───── Text block

Automatic restart of unresponsive Engine

Automatic restart of unresponsive Engine

Overview

The Engine periodically resets a watchdog timer to indicate that it is running correctly. When not reset, the watchdog timer expires within ten minutes by default. In consequence, if the Engine is not able to reset the timer before ten minutes elapse, the timer triggers the restart procedure of the Engine.

Internal faults or very complex queries involving millions of events may render the Engine unresponsive. In these cases, the watchdog timer forces the Engine to restart anew and thus recover from potentially blocking situations.

Changing the timeout value

To change the default value of the watchdog timer:

  1. Log in to the CLI of the Engine.
  2. Optional: Verify the current value of the watchdog timer by typing in:
    nxinfo config -w | grep watchdog
    • The result is the configured value of the watchdog timer in seconds. For the default value of ten minutes, the result of the command should display 600 seconds:
    <watchdog_timeout>600</watchdog_timeout>
  3. Set the new value of the watchdog timer. For instance, to double the default of ten minutes and make it twenty minutes (1200 s), type in:
    nxinfo config -s tweak.watchdog_timeout=1200
  4. Restart the Engine for the new watchdog value to take effect:
    sudo systemctl restart [email protected]

──────────

• _Actions to take_:
A. Three questions on the page about automatic Engine restarts:
(i) What is the watchdog timer's default value in seconds?
(ii) What two things can make the Engine unresponsive?
(iii) What command sets the timer to twenty minutes?
B. Could you arrange every line of the listing below as a JSON list of strings, one string per line, with blank lines left out?

───── Dataset records

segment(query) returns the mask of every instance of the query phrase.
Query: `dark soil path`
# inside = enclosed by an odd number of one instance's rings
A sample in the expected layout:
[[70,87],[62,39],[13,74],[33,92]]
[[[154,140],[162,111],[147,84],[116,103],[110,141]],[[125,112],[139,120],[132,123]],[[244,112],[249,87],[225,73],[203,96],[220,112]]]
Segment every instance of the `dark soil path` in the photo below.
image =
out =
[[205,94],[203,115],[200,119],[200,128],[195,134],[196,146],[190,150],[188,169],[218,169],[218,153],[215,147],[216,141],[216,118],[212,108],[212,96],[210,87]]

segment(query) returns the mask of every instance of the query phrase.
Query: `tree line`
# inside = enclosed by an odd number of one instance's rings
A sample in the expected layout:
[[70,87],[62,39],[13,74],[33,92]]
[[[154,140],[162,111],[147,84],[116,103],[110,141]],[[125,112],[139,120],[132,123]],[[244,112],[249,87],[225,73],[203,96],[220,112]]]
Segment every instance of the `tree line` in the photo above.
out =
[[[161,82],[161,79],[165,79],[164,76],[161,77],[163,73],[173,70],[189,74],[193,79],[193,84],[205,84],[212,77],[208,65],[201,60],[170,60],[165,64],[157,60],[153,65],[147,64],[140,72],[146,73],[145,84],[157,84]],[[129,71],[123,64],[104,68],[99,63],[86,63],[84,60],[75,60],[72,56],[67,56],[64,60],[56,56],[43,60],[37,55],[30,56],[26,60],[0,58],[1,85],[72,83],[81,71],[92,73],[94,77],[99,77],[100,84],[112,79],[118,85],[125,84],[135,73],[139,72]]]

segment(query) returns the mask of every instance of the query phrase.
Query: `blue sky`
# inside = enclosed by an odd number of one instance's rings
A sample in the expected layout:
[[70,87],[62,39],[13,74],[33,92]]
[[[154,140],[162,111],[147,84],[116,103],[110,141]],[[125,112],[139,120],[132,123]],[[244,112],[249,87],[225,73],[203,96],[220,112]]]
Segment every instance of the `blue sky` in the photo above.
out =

──────────

• _Responses per task_:
A.
(i) 600 seconds (ten minutes).
(ii) Internal faults, or very complex queries involving millions of events.
(iii) nxinfo config -s tweak.watchdog_timeout=1200

B.
[
  "segment(query) returns the mask of every instance of the query phrase.",
  "Query: `dark soil path`",
  "# inside = enclosed by an odd number of one instance's rings",
  "A sample in the expected layout:",
  "[[70,87],[62,39],[13,74],[33,92]]",
  "[[[154,140],[162,111],[147,84],[116,103],[110,141]],[[125,112],[139,120],[132,123]],[[244,112],[249,87],[225,73],[203,96],[220,112]]]",
  "Segment every instance of the `dark soil path` in the photo below.",
  "image =",
  "out =",
  "[[205,94],[203,115],[200,119],[200,128],[195,134],[196,146],[190,150],[188,169],[218,169],[218,153],[215,147],[216,141],[216,118],[212,108],[212,96],[210,87]]",
  "segment(query) returns the mask of every instance of the query phrase.",
  "Query: `tree line`",
  "# inside = enclosed by an odd number of one instance's rings",
  "A sample in the expected layout:",
  "[[70,87],[62,39],[13,74],[33,92]]",
  "[[[154,140],[162,111],[147,84],[116,103],[110,141]],[[125,112],[139,120],[132,123]],[[244,112],[249,87],[225,73],[203,96],[220,112]]]",
  "Segment every instance of the `tree line` in the photo above.",
  "out =",
  "[[[161,82],[161,79],[165,79],[164,76],[161,77],[163,73],[173,70],[189,74],[193,79],[193,84],[205,84],[212,77],[208,65],[201,60],[170,60],[165,64],[157,60],[153,65],[147,64],[140,72],[146,73],[145,84],[157,84]],[[129,71],[123,64],[104,68],[99,63],[86,63],[84,60],[75,60],[72,56],[67,56],[64,60],[56,56],[43,60],[37,55],[30,56],[26,60],[0,58],[1,85],[72,83],[81,71],[92,73],[94,77],[99,77],[100,84],[112,79],[118,85],[125,84],[135,73],[139,72]]]",
  "segment(query) returns the mask of every instance of the query phrase.",
  "Query: `blue sky`",
  "# inside = enclosed by an odd number of one instance's rings",
  "A sample in the expected layout:",
  "[[70,87],[62,39],[13,74],[33,92]]",
  "[[[154,140],[162,111],[147,84],[116,103],[110,141]],[[125,112],[139,120],[132,123]],[[244,112],[249,87],[225,73],[203,96],[220,112]]]",
  "Segment every instance of the `blue sky` in the photo above.",
  "out ="
]